▶ SET TASK: Show every line in the listing below that contains the string "bird".

[Excerpts from location labeling data]
#####

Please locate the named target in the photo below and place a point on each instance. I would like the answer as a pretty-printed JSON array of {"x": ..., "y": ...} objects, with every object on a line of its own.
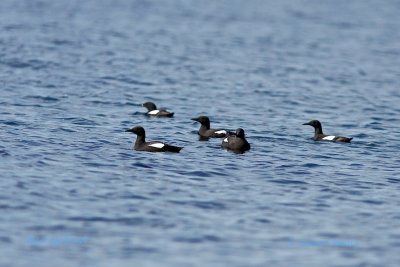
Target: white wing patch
[
  {"x": 157, "y": 145},
  {"x": 154, "y": 112},
  {"x": 329, "y": 137}
]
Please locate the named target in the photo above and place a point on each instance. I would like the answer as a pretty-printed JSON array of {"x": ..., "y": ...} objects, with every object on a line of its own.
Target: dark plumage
[
  {"x": 153, "y": 111},
  {"x": 206, "y": 131},
  {"x": 153, "y": 146},
  {"x": 236, "y": 142},
  {"x": 320, "y": 136}
]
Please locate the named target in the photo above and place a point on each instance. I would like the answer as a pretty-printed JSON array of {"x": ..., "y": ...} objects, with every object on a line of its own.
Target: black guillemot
[
  {"x": 236, "y": 142},
  {"x": 153, "y": 146},
  {"x": 205, "y": 130},
  {"x": 153, "y": 111},
  {"x": 320, "y": 136}
]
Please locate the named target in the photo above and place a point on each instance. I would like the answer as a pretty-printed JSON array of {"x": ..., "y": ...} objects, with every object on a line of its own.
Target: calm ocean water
[{"x": 74, "y": 73}]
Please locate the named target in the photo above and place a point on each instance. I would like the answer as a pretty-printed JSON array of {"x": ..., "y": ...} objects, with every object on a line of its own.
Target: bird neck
[
  {"x": 318, "y": 130},
  {"x": 140, "y": 139}
]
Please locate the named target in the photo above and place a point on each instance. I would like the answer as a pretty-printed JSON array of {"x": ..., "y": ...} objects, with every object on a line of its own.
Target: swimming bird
[
  {"x": 153, "y": 111},
  {"x": 153, "y": 146},
  {"x": 206, "y": 131},
  {"x": 320, "y": 136},
  {"x": 236, "y": 142}
]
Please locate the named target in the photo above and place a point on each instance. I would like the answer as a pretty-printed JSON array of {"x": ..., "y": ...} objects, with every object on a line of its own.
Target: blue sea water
[{"x": 74, "y": 73}]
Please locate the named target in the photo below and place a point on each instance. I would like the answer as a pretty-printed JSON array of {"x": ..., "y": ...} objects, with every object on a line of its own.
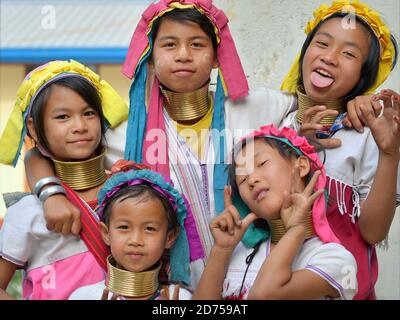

#####

▶ PROBLEM SOLUTION:
Target: bird neck
Target: swimming bird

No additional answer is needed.